_WHAT TO DO_.
Reproduce, character for character, the entries from their opening line through the line with "of the number".

(Collection entries)
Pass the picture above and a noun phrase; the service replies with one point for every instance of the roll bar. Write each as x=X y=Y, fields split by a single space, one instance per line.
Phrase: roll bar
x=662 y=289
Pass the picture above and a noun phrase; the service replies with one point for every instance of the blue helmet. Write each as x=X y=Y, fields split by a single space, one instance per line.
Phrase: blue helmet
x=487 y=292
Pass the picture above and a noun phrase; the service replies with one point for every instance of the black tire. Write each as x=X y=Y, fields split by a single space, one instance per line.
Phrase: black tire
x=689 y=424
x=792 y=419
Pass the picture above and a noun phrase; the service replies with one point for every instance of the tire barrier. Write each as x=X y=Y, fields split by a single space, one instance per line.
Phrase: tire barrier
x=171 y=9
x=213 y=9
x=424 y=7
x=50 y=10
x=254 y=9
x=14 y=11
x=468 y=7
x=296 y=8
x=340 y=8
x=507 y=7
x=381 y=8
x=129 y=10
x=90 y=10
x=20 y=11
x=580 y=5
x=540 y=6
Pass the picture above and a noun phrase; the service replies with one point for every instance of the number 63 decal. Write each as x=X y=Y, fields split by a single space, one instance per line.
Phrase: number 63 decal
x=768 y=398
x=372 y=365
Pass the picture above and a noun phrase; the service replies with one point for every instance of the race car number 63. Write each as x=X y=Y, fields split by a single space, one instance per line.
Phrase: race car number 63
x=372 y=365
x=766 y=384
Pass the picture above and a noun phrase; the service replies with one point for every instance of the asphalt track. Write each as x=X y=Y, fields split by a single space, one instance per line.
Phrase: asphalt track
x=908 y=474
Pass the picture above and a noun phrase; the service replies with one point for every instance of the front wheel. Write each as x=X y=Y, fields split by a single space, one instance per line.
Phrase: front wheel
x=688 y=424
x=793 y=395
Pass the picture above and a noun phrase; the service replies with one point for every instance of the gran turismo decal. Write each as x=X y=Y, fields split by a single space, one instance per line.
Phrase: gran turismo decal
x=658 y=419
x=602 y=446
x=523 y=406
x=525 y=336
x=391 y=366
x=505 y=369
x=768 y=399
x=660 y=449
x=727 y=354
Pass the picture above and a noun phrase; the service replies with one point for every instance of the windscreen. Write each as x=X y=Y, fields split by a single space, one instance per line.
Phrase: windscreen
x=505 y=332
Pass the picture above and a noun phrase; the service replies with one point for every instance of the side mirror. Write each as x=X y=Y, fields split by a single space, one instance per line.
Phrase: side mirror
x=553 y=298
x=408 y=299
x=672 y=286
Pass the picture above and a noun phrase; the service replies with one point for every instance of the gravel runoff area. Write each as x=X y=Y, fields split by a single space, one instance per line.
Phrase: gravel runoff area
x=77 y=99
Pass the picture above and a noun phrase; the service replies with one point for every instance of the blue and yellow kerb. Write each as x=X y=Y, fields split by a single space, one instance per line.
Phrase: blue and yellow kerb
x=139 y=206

_WRITTEN REPLY_.
Pass the picture above and a noun phrase; the service replies with one point for every instance of the roll bar. Write each as x=X y=Y, fields split by a single space, one instance per line.
Phrase: roll bar
x=662 y=289
Pass the picture above and a noun phrase; the service replies with one point for every instance of the blue helmet. Write each as x=X y=Y, fields split by a single space, one instance per line.
Phrase: blue helmet
x=487 y=292
Pass the picture above and a noun phrase; the service replies with one point for every instance of the black tire. Write each as x=X y=Y, fields split by a single space, one instance per line.
Phrase: black tire
x=689 y=424
x=792 y=419
Pass the picture above and a noun phrase; the service replies with one point for every instance of the tire barrier. Write each as x=X y=Y, fields split by a single space, one instance per line.
Phrase: tire barrier
x=171 y=9
x=213 y=9
x=424 y=7
x=50 y=10
x=254 y=9
x=14 y=11
x=468 y=7
x=296 y=8
x=340 y=8
x=507 y=7
x=381 y=8
x=129 y=10
x=90 y=10
x=20 y=11
x=580 y=5
x=540 y=6
Pass the picture above and a noun phrase; the service replies with one point for every instance of the number 63 decal. Write each as x=X y=Y, fields split by a single space, one instance per line.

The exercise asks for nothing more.